• Probleembeschrijving:
Geef alsjeblieft in één zin antwoord: sinds welke begroting vormt de gemeente Midden-Delfland volgens de leestekst een afzonderlijke reserve weerstandsvermogen?

• Leestekst:
· · · ·

Het weerstandsvermogen bestaat uit de relatie tussen enerzijds de weerstandscapaciteit en anderzijds alle risico’s, waarvoor geen maatregelen zijn getroffen en die van materiële betekenis kunnen zijn in relatie tot de financiële positie. De weerstandscapaciteit betreft de middelen en mogelijkheden waarover de gemeente beschikt om niet begrote kosten structureel te dekken. Bij deze niet begrote kosten gaat het om kosten die onverwachts en substantieel zijn. Bij de weerstandscapaciteit gaat het voorts om die elementen, waarmee tegenvallers eventueel bekostigd kunnen worden. Bijvoorbeeld de algemene reserves, maar ook de onbenutte belastingcapaciteit en stille reserves.

 

Het Rijk en de provincie Zuid-Holland hanteren geen voorschriften over de noodzakelijke hoogte van een dergelijke buffer. Ook zijn er geen algemene rekenmethoden, waarmee de noodzakelijke omvang van het weerstandsvermogen kan worden bepaald.

 

In de Nota risicomanagement besteedt de gemeente Midden-Delfland aandacht aan de doelstelling van risicomanagement, het risicoprofiel van de gemeente, inventarisatie van risico’s en de verankering van risicomanagement in de werkprocessen.

 

Jaarlijks wordt het risicoregister geactualiseerd. In de begroting en de jaarrekening worden in de paragraaf weerstandsvermogen het totale financiële risico uit het risicoregister vergeleken met het weerstandsvermogen.

 

Sinds de begroting 2019-2022 vormt de gemeente Midden-Delfland een afzonderlijke reserve weerstandsvermogen. Het doel van deze reserve is een bufferfunctie voor het opvangen van de financiële gevolgen van de effecten van daadwerkelijk optredende risico’s.

 

Ratio weerstandsvermogen en norm voor de ratio

De benodigde weerstandscapaciteit die uit de risico-inventarisatie voortvloeit, kan worden afgezet tegen de beschikbare weerstandscapaciteit. De uitkomst van die berekening vormt de ratio van het weerstandsvermogen.

 

Ratio weerstandsvermogen =

 

beschikbare weerstandscapaciteit gedeeld door benodigde weerstandscapaciteit

 

De ratio kan aan de hand van onderstaande tabel (weerstandsnorm) worden beoordeeld.

· · · ·

• Bronfragment:

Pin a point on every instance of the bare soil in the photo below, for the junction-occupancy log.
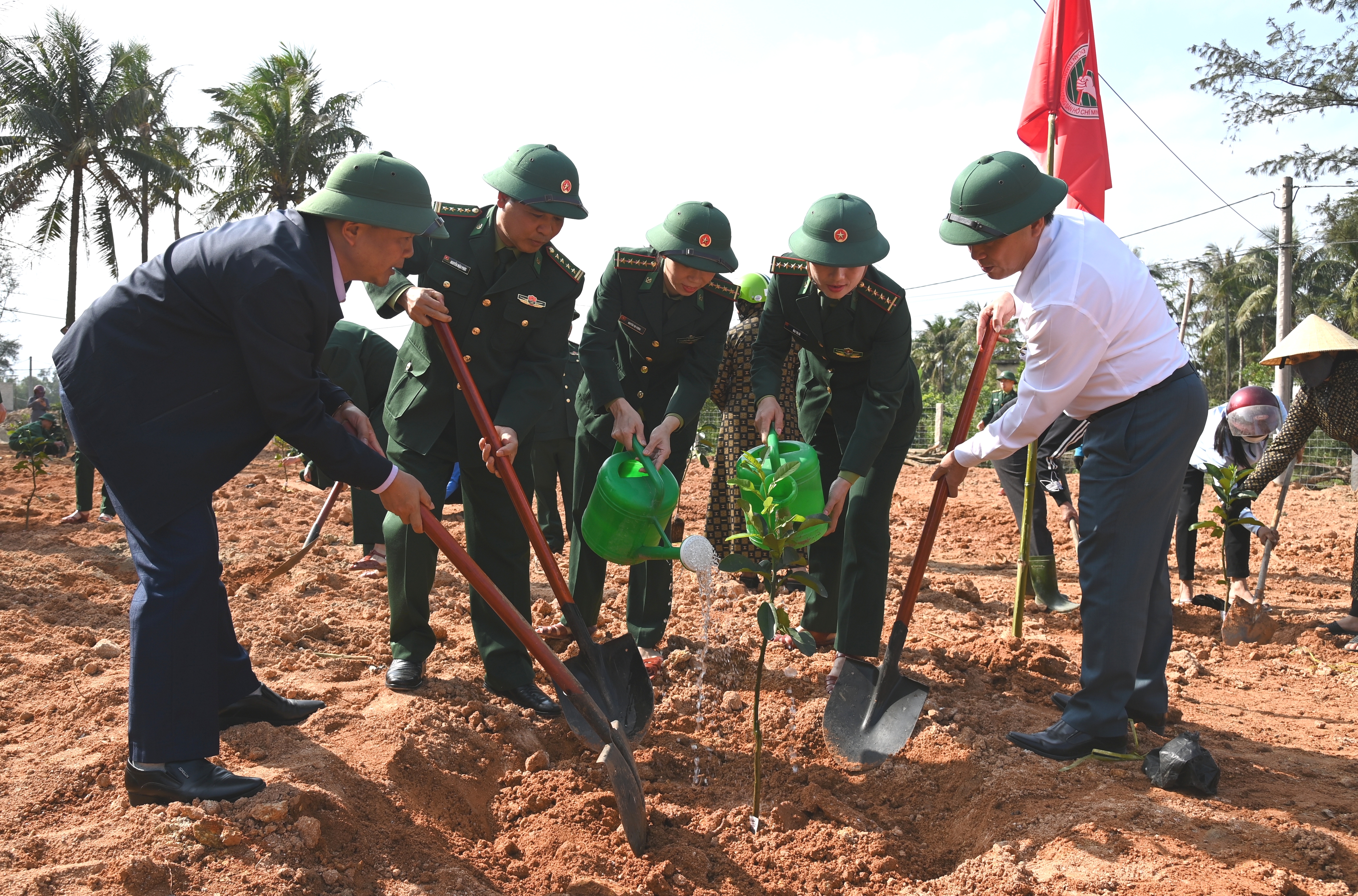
(451, 791)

· · · ·

• Oplossing:
De gemeente Midden-Delfland vormt sinds de begroting 2019-2022 een afzonderlijke reserve weerstandsvermogen.